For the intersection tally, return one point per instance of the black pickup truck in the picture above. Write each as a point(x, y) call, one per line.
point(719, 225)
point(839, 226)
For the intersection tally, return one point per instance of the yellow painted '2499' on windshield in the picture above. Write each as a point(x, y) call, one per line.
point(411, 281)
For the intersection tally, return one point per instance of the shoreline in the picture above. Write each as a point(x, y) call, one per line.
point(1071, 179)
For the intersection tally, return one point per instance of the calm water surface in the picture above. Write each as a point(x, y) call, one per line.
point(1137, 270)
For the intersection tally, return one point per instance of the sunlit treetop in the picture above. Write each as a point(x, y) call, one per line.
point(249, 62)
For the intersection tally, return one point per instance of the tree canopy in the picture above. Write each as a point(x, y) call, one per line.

▶ What is needed:
Return every line of the records above verbatim, in the original order, with no changes.

▶ Solved exercise:
For the intersection tally, return one point per instance of the black pickup truck in the picture above. Write each as a point(x, y) call, one per line.
point(719, 225)
point(839, 226)
For the intersection tally, return one point per instance of the yellow painted '2499' on windshield in the picture above. Write each as a point(x, y) call, one per line.
point(411, 281)
For the intersection tally, return one point per instance of the shoreline in the picture above. Write each as a point(x, y) call, one per line.
point(1071, 179)
For the intersection tally, return one point per instance of the calm water surface in the picture above. Write each as a point(x, y) call, one per line.
point(1137, 270)
For the intersection tally, return one point per instance of the sunlit treetop in the picture above. Write each as a point(x, y) call, one per line.
point(249, 62)
For the intersection tally, return one point per instance of the tree canopy in the picture above. Write each as a point(x, y) call, one per line.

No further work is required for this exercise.